• **Task instructions**: Locate every line in the records below that contains the word "climbing", and copy each of those lines.

Items taken from a data source
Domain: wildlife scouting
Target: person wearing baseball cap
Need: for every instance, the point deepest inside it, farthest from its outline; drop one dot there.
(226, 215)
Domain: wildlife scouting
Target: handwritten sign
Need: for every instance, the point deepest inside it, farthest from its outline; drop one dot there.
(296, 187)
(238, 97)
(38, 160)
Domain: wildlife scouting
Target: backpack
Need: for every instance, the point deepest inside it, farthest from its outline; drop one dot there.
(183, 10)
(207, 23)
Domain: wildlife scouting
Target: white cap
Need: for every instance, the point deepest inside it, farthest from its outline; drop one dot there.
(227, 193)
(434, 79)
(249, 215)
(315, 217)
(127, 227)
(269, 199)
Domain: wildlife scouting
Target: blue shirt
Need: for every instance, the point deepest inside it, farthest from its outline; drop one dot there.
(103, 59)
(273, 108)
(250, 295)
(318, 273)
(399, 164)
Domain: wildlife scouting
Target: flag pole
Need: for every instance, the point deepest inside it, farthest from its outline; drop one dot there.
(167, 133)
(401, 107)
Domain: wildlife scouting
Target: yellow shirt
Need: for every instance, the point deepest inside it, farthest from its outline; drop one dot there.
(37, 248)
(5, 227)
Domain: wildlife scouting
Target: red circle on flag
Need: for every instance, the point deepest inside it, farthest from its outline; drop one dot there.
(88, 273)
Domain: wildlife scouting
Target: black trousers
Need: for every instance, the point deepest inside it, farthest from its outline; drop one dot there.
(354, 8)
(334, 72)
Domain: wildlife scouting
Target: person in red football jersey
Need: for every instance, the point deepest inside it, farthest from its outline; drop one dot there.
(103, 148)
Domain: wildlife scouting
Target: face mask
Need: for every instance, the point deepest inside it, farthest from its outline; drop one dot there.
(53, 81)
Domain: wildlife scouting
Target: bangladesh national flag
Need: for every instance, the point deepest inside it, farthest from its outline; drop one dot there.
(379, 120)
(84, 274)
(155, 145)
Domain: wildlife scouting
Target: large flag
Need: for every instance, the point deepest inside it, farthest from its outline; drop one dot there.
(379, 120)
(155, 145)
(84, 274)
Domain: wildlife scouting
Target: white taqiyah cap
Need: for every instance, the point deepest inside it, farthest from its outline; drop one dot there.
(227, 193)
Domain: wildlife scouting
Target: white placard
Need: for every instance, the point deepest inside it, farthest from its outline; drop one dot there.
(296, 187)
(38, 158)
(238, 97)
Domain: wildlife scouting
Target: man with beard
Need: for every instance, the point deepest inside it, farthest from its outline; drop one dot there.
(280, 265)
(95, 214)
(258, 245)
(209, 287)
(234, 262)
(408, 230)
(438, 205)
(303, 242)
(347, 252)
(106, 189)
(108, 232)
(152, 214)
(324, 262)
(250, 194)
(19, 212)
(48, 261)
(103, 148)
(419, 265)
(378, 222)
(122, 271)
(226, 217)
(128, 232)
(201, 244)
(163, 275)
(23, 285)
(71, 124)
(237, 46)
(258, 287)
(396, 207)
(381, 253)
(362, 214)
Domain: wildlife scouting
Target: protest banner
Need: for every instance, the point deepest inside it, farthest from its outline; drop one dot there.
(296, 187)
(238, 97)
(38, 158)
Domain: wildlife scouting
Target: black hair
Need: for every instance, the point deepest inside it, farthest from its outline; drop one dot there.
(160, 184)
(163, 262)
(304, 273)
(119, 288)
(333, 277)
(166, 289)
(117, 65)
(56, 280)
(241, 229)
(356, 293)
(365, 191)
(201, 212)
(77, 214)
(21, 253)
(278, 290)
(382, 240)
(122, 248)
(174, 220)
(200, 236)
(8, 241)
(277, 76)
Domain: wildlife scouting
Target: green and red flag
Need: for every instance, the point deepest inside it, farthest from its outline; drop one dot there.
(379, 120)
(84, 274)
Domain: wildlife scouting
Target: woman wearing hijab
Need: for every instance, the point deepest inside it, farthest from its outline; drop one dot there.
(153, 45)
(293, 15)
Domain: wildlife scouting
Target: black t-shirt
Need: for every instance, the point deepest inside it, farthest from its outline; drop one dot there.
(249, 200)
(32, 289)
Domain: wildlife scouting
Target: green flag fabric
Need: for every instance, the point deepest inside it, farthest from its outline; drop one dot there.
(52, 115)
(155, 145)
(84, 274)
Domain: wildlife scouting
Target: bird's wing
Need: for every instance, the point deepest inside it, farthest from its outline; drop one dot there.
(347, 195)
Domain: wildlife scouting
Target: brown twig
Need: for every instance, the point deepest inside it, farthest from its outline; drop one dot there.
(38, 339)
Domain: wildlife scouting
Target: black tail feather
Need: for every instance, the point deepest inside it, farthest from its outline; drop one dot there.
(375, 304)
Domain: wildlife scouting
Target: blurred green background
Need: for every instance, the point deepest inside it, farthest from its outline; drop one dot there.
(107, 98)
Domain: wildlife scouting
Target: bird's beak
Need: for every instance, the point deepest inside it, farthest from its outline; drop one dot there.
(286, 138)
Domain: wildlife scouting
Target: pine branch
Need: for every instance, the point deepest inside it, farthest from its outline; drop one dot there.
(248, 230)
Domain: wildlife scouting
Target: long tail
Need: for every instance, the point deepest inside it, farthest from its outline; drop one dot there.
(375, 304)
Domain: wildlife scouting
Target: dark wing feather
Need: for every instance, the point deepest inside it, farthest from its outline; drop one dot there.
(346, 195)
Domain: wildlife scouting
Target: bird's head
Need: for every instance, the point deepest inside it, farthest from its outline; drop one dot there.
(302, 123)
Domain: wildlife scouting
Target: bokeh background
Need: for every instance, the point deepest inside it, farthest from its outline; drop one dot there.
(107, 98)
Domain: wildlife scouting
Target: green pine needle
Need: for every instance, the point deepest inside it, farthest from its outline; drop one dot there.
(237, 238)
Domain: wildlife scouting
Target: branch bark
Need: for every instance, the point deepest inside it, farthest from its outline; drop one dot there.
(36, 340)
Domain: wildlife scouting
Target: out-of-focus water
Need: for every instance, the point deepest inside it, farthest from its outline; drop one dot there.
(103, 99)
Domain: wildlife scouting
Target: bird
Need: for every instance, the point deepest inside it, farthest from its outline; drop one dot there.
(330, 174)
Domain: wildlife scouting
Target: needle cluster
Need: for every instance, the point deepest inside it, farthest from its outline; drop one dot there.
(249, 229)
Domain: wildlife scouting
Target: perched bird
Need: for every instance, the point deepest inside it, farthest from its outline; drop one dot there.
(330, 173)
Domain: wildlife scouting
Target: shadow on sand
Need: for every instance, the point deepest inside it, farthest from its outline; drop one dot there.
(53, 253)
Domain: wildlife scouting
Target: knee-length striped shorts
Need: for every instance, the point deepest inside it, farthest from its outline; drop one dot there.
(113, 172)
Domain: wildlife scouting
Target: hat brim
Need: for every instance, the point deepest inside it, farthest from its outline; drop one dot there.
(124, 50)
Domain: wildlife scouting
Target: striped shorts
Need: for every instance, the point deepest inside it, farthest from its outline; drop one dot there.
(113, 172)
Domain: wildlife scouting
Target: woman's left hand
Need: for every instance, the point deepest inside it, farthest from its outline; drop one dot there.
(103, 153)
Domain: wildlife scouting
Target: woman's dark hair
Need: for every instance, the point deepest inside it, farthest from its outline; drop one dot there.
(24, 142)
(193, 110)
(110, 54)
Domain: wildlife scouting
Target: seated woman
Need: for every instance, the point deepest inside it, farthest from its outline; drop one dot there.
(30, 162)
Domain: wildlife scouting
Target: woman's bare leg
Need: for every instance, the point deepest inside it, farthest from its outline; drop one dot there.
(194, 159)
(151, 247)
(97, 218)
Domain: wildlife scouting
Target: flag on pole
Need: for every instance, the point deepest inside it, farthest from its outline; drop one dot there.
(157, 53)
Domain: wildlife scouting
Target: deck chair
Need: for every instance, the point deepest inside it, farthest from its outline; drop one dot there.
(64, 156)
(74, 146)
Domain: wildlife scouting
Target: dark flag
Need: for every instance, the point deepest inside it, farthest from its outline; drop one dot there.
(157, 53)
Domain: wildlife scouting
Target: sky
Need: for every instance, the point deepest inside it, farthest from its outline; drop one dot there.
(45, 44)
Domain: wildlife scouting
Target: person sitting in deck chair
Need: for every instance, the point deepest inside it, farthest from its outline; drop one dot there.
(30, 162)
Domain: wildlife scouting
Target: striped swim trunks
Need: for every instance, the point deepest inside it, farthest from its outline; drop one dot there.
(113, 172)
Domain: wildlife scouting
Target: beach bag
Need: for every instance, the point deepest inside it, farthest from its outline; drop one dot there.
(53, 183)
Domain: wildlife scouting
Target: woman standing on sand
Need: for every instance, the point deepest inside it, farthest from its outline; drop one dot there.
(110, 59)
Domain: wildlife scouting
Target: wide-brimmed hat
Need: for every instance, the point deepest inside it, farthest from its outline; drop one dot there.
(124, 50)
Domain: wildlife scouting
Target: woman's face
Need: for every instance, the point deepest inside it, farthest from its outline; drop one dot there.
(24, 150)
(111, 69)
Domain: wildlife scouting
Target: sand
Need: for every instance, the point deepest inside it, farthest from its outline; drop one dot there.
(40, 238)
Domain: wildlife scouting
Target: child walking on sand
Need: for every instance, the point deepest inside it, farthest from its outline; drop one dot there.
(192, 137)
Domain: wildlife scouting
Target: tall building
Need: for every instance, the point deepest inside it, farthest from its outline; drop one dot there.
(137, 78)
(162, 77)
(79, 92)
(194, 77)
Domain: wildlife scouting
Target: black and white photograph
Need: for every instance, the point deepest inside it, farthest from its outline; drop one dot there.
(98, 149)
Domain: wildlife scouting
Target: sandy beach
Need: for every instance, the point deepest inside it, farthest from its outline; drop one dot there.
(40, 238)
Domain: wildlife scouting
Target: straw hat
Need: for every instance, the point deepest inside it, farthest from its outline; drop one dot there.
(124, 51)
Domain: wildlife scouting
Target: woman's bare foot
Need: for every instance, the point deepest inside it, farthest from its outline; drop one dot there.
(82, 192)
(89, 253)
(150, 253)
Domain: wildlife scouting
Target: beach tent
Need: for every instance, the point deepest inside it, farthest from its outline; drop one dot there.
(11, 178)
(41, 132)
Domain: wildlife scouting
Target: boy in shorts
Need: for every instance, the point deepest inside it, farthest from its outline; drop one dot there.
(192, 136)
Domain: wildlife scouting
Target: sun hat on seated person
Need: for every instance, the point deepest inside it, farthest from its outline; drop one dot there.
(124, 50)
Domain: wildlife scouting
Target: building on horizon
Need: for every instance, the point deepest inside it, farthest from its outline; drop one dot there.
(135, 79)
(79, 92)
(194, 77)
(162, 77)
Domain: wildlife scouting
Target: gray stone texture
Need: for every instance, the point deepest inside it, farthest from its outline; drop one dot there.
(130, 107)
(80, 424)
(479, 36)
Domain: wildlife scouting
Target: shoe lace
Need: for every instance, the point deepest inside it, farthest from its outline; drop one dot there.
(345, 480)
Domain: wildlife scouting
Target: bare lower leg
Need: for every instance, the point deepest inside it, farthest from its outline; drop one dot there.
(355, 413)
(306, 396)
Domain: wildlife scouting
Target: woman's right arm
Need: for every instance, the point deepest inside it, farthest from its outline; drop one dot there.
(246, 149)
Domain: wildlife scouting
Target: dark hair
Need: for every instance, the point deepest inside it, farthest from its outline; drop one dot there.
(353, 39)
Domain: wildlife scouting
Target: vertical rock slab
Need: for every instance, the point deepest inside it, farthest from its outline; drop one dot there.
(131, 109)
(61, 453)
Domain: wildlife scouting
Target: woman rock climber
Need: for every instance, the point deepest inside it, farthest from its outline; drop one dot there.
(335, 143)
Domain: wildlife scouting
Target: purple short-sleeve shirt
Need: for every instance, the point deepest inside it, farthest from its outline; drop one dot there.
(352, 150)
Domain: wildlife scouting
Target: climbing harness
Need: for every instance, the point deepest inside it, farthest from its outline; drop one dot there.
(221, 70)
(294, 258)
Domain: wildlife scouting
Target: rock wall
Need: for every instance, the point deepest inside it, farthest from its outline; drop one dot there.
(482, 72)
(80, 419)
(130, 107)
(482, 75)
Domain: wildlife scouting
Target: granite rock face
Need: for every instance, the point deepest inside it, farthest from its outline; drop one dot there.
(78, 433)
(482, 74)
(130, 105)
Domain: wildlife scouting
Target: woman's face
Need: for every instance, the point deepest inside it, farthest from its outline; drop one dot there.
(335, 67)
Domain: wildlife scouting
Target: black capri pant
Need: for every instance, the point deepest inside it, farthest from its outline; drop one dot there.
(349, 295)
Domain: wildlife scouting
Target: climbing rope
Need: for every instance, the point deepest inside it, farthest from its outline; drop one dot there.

• **Response to this task**:
Target: climbing harness
Target: climbing rope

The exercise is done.